### What is expected
The line containing "around the asphalt" and every line after it through the end of the records: return those exactly, and nothing more.

··· Provided records ···

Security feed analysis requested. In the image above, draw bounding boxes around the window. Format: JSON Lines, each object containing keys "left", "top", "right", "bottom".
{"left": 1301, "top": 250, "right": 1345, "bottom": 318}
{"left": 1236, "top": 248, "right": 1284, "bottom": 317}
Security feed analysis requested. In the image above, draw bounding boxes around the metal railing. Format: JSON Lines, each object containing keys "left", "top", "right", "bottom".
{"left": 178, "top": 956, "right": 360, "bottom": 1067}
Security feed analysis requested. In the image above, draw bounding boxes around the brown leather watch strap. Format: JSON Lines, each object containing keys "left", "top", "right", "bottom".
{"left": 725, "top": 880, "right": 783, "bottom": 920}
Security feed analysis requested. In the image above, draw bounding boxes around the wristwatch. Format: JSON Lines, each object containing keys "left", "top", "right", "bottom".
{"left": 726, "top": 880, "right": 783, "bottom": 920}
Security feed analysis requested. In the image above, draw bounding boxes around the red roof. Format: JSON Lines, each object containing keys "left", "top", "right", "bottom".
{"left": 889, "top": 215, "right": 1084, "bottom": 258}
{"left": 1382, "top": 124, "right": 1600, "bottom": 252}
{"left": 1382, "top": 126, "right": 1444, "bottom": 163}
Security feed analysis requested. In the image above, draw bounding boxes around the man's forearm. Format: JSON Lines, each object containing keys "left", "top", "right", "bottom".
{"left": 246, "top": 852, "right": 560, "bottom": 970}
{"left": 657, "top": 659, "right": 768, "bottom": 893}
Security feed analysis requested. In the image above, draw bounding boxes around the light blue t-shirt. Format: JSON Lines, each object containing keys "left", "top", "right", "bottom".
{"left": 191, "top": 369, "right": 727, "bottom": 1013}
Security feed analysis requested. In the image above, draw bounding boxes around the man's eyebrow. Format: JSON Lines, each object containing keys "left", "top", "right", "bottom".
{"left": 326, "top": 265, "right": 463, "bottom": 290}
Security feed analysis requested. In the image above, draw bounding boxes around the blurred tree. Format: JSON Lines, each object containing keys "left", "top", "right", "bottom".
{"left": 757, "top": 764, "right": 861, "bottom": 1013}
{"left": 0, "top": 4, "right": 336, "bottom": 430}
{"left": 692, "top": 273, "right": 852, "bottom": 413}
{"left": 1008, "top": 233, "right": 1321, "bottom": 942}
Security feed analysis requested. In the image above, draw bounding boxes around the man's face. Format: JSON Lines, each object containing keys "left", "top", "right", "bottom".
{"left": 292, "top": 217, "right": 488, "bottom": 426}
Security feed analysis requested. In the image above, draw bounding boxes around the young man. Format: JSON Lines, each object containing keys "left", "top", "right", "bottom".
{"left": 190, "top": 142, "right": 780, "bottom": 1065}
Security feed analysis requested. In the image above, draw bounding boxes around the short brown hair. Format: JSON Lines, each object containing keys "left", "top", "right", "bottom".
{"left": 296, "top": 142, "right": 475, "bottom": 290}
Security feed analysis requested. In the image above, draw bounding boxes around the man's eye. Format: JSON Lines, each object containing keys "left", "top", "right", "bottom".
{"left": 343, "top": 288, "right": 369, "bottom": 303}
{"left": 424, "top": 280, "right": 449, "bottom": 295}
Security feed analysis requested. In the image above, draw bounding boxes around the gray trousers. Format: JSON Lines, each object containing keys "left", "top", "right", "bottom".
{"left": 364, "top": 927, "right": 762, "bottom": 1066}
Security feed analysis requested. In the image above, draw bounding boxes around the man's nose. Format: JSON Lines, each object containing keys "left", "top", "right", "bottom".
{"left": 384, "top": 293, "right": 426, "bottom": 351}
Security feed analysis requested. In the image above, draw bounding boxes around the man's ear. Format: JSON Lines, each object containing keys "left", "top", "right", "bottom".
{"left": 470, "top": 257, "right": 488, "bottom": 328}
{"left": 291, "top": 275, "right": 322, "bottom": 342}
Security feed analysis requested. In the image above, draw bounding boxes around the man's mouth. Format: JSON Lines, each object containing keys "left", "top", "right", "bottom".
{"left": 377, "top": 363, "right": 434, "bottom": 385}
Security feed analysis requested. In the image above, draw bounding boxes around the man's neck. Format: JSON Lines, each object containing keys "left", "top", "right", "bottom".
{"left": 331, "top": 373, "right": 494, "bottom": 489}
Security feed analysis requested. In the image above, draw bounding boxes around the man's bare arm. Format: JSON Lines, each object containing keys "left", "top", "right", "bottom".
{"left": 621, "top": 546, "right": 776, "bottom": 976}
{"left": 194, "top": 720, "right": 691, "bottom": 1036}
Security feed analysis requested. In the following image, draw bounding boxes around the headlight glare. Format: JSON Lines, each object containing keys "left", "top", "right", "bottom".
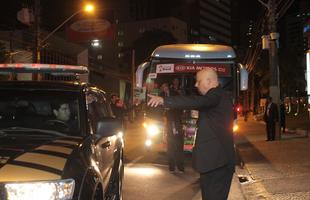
{"left": 5, "top": 179, "right": 75, "bottom": 200}
{"left": 146, "top": 125, "right": 160, "bottom": 137}
{"left": 233, "top": 124, "right": 239, "bottom": 132}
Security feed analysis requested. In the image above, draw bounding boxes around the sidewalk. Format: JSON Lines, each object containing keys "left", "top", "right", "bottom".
{"left": 236, "top": 117, "right": 310, "bottom": 200}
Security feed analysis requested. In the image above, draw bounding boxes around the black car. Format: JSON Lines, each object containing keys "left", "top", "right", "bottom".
{"left": 0, "top": 81, "right": 124, "bottom": 200}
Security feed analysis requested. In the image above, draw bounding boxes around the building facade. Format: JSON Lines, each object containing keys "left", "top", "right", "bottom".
{"left": 284, "top": 13, "right": 310, "bottom": 55}
{"left": 189, "top": 0, "right": 232, "bottom": 44}
{"left": 119, "top": 0, "right": 233, "bottom": 44}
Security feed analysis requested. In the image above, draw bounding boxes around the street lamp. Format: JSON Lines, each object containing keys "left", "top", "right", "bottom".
{"left": 84, "top": 3, "right": 95, "bottom": 13}
{"left": 35, "top": 3, "right": 96, "bottom": 63}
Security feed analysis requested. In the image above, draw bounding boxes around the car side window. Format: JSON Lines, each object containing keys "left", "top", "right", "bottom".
{"left": 86, "top": 92, "right": 100, "bottom": 133}
{"left": 86, "top": 91, "right": 111, "bottom": 133}
{"left": 96, "top": 93, "right": 111, "bottom": 118}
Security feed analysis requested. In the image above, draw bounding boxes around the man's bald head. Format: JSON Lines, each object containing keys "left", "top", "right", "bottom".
{"left": 195, "top": 68, "right": 219, "bottom": 95}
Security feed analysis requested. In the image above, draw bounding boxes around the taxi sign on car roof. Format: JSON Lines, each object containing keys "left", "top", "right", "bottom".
{"left": 0, "top": 63, "right": 88, "bottom": 74}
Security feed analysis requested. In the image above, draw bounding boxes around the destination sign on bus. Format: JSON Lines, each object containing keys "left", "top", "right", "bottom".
{"left": 156, "top": 63, "right": 231, "bottom": 76}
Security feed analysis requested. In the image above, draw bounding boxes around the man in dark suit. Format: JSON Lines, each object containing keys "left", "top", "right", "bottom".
{"left": 148, "top": 69, "right": 235, "bottom": 200}
{"left": 264, "top": 96, "right": 278, "bottom": 141}
{"left": 160, "top": 83, "right": 184, "bottom": 173}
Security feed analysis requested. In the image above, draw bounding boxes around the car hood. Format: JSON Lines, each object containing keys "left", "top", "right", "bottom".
{"left": 0, "top": 134, "right": 83, "bottom": 182}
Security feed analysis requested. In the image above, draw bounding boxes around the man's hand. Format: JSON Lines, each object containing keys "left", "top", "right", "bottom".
{"left": 147, "top": 94, "right": 164, "bottom": 107}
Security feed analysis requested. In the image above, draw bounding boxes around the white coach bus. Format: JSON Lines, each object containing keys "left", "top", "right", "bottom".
{"left": 136, "top": 44, "right": 248, "bottom": 152}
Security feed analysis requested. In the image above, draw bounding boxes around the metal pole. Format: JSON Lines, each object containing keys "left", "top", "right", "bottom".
{"left": 250, "top": 72, "right": 256, "bottom": 113}
{"left": 33, "top": 0, "right": 40, "bottom": 63}
{"left": 258, "top": 0, "right": 281, "bottom": 139}
{"left": 267, "top": 0, "right": 281, "bottom": 140}
{"left": 131, "top": 49, "right": 136, "bottom": 122}
{"left": 9, "top": 31, "right": 13, "bottom": 63}
{"left": 41, "top": 10, "right": 81, "bottom": 45}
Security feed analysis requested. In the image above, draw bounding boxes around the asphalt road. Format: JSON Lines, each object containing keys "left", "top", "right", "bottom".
{"left": 122, "top": 121, "right": 201, "bottom": 200}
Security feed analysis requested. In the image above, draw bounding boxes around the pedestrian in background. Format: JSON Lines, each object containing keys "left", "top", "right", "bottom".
{"left": 280, "top": 100, "right": 286, "bottom": 133}
{"left": 264, "top": 96, "right": 278, "bottom": 141}
{"left": 160, "top": 83, "right": 184, "bottom": 173}
{"left": 170, "top": 77, "right": 184, "bottom": 95}
{"left": 110, "top": 94, "right": 126, "bottom": 122}
{"left": 148, "top": 69, "right": 235, "bottom": 200}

···

### Written solution
Security feed analysis requested. In the image above, draw bounding boxes around the asphalt road. Format: JSON Lines, each object containing keys "left", "top", "right", "bottom".
{"left": 122, "top": 121, "right": 201, "bottom": 200}
Security feed analysis requested. In the image above, draw bounding boxes around the pedestrian in background. Format: JSON Lines, each object containing keys "left", "top", "right", "bottom".
{"left": 280, "top": 100, "right": 286, "bottom": 133}
{"left": 264, "top": 96, "right": 278, "bottom": 141}
{"left": 160, "top": 83, "right": 184, "bottom": 173}
{"left": 170, "top": 77, "right": 184, "bottom": 95}
{"left": 110, "top": 94, "right": 126, "bottom": 122}
{"left": 148, "top": 69, "right": 235, "bottom": 200}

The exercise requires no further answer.